━━━ Input material

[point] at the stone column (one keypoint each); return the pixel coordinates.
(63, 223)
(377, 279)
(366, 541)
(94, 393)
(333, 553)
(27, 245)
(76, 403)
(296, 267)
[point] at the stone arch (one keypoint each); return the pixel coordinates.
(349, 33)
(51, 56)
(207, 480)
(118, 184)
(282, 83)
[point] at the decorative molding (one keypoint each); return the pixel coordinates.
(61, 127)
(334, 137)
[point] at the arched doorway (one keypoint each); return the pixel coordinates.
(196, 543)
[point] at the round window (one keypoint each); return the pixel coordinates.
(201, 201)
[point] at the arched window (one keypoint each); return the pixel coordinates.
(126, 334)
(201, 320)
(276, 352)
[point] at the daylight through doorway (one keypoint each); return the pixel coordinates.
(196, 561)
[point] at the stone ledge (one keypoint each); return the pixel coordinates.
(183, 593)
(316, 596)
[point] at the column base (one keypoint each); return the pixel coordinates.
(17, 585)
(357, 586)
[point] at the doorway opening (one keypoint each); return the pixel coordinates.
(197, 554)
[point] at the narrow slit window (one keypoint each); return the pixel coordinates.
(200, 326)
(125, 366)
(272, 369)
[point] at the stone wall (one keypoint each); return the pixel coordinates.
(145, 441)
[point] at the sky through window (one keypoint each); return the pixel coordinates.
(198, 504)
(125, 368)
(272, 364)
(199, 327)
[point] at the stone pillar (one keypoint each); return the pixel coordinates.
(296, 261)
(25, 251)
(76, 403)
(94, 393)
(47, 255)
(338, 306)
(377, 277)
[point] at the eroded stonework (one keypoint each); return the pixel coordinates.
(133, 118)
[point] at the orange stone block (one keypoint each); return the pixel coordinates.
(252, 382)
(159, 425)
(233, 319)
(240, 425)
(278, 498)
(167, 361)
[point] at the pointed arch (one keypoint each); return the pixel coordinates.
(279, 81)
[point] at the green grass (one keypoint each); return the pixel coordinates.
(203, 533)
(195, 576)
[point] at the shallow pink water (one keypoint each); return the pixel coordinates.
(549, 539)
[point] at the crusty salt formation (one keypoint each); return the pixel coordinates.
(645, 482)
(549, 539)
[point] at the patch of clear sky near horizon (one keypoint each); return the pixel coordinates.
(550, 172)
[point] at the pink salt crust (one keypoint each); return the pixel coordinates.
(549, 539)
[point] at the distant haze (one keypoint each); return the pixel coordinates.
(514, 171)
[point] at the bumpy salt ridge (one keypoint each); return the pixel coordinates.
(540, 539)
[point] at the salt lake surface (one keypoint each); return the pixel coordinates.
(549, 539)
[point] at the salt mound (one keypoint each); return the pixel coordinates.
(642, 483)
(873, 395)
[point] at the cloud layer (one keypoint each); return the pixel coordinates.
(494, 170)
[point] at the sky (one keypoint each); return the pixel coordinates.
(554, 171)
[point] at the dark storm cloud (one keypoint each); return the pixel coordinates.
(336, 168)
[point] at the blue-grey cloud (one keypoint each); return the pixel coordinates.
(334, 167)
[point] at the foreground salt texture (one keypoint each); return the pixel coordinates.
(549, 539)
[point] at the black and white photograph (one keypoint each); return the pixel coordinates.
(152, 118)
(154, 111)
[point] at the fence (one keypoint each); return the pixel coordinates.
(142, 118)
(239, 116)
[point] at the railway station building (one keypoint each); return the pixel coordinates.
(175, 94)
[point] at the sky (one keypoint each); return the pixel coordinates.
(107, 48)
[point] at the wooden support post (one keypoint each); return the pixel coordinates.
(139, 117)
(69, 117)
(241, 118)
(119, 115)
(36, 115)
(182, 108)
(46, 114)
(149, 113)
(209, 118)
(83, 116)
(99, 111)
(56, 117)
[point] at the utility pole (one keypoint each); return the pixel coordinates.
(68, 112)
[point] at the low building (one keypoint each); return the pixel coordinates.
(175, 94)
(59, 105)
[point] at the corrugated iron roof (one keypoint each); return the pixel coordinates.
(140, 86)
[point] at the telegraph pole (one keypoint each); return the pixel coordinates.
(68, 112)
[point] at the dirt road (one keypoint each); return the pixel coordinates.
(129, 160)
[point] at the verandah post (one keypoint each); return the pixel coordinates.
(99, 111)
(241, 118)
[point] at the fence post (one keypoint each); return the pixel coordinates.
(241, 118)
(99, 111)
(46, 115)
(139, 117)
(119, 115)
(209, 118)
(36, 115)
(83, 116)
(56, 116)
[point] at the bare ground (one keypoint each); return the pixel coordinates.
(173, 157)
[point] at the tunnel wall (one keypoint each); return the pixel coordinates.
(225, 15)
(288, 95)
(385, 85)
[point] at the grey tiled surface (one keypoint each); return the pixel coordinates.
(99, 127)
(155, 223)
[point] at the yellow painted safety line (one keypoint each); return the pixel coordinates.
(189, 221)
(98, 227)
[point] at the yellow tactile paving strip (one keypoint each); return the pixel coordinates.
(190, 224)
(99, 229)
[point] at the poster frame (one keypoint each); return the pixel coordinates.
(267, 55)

━━━━━━

__Given problem__.
Quote every row above word for word, from the first through the last.

__Output of the task__.
[point] at the stone column (one keypoint each); return the pixel coordinates.
(63, 223)
(377, 279)
(366, 541)
(94, 393)
(333, 553)
(27, 245)
(76, 403)
(296, 267)
[point] at the stone arch (one keypoint each); return the pixel coordinates.
(349, 33)
(51, 56)
(207, 480)
(118, 184)
(282, 83)
[point] at the decorative molding (one keypoint each); return the pixel coordinates.
(61, 127)
(334, 137)
[point] at the arched doorway (one keypoint each); return the pixel coordinates.
(196, 543)
[point] at the round window (one keypoint each); return the pixel coordinates.
(201, 201)
[point] at the arched window (one keypoint each); return the pixel coordinates.
(126, 334)
(201, 320)
(276, 352)
[point] at the daylight through doorway (one keypoint each); return the pixel coordinates.
(196, 561)
[point] at the stone ledge (one keypoint each); return the pixel coordinates.
(183, 593)
(316, 596)
[point] at the column base (one keypoint each); return the pixel coordinates.
(17, 585)
(357, 586)
[point] at the doorway opening (one keypoint each); return the pixel coordinates.
(197, 554)
[point] at the narrow slit window (one keypoint each); return the pixel coordinates.
(200, 326)
(125, 366)
(272, 369)
[point] at the stone wall (one keypoint each); return the pixel coordinates.
(145, 441)
[point] at the sky through window (one keypoint each); return the pixel coordinates.
(198, 504)
(125, 368)
(272, 364)
(199, 327)
[point] at the stone pillar (one keypoint each); return the pixel coordinates.
(296, 261)
(25, 251)
(76, 403)
(94, 393)
(47, 255)
(338, 306)
(377, 277)
[point] at the eroded stonework (one keypoint each); return the pixel coordinates.
(133, 118)
[point] at the orange stone block (one keypoint each); return the pixel coordinates.
(252, 382)
(159, 425)
(233, 319)
(240, 425)
(278, 498)
(167, 361)
[point] at the pointed arch (one keypoint each); return the pixel coordinates.
(279, 81)
[point] at the green grass (one keypoint each); return the pixel coordinates.
(203, 533)
(195, 576)
[point] at the shallow pink water (one keypoint each); return the pixel coordinates.
(549, 539)
[point] at the crusty salt formation (one keypoint each); return the pixel coordinates.
(645, 482)
(549, 539)
[point] at the patch of clear sky near horizon (one keypoint each); return the pixel coordinates.
(550, 172)
[point] at the pink salt crust (one keypoint each); return the pixel coordinates.
(549, 539)
[point] at the distant haze (one keypoint each); return the pixel coordinates.
(514, 171)
[point] at the bumpy salt ridge (one keypoint each); return the pixel coordinates.
(540, 539)
[point] at the salt lake surface (one keypoint each); return the pixel coordinates.
(549, 539)
[point] at the salt mound (one keypoint each); return the pixel coordinates.
(642, 483)
(873, 395)
[point] at the cloud layer (one keypoint each); return the pixel coordinates.
(494, 170)
[point] at the sky (one keypoint each); return the pixel coordinates.
(554, 171)
[point] at the dark storm cloud (one keypoint each); return the pixel coordinates.
(336, 168)
[point] at the blue-grey cloud (one keypoint each); return the pixel coordinates.
(334, 167)
[point] at the foreground salt texture (one keypoint each); return the pixel coordinates.
(549, 539)
[point] at the black and white photograph (one keypoint each); return the pixel coordinates.
(152, 118)
(154, 111)
[point] at the fence (one keypoint each); return the pixel coordinates.
(142, 118)
(239, 116)
[point] at the railway station building (one keypoint each); return the pixel coordinates.
(175, 94)
[point] at the sky (one keypoint each); return the pixel coordinates.
(107, 48)
[point] at the wooden support post (one keypoint each); return the pixel coordinates.
(139, 117)
(69, 117)
(241, 118)
(119, 115)
(36, 115)
(182, 108)
(46, 114)
(149, 113)
(209, 118)
(83, 116)
(99, 111)
(56, 117)
[point] at the utility pole (one keypoint each); return the pixel coordinates.
(68, 112)
[point] at the low building (one keypoint each); return the pixel coordinates.
(175, 94)
(59, 105)
[point] at the corrugated iron roof (one keypoint each); return the pixel coordinates.
(140, 86)
[point] at the telegraph pole (one keypoint each); return the pixel coordinates.
(68, 112)
[point] at the dirt road (one keypoint each); return the pixel coordinates.
(129, 160)
[point] at the verandah post (one keypoint each); return the pixel coordinates.
(99, 111)
(241, 118)
[point] at the fence post (one keypoint each); return the pixel coordinates.
(241, 118)
(99, 111)
(46, 115)
(139, 117)
(119, 115)
(209, 118)
(36, 115)
(83, 116)
(56, 116)
[point] at the bare ground (one keypoint each); return the pixel coordinates.
(173, 157)
[point] at the tunnel wall (one keypoint each); return the pixel coordinates.
(225, 15)
(288, 95)
(385, 85)
[point] at the grey tiled surface (one keypoint each); return the pixel coordinates.
(99, 127)
(155, 223)
[point] at the yellow painted safety line (one keypoint each); return the pixel coordinates.
(189, 221)
(98, 227)
[point] at the yellow tactile paving strip (one keypoint each); return the pixel coordinates.
(190, 224)
(99, 229)
[point] at the poster frame (one keypoint each); return the pixel coordinates.
(267, 55)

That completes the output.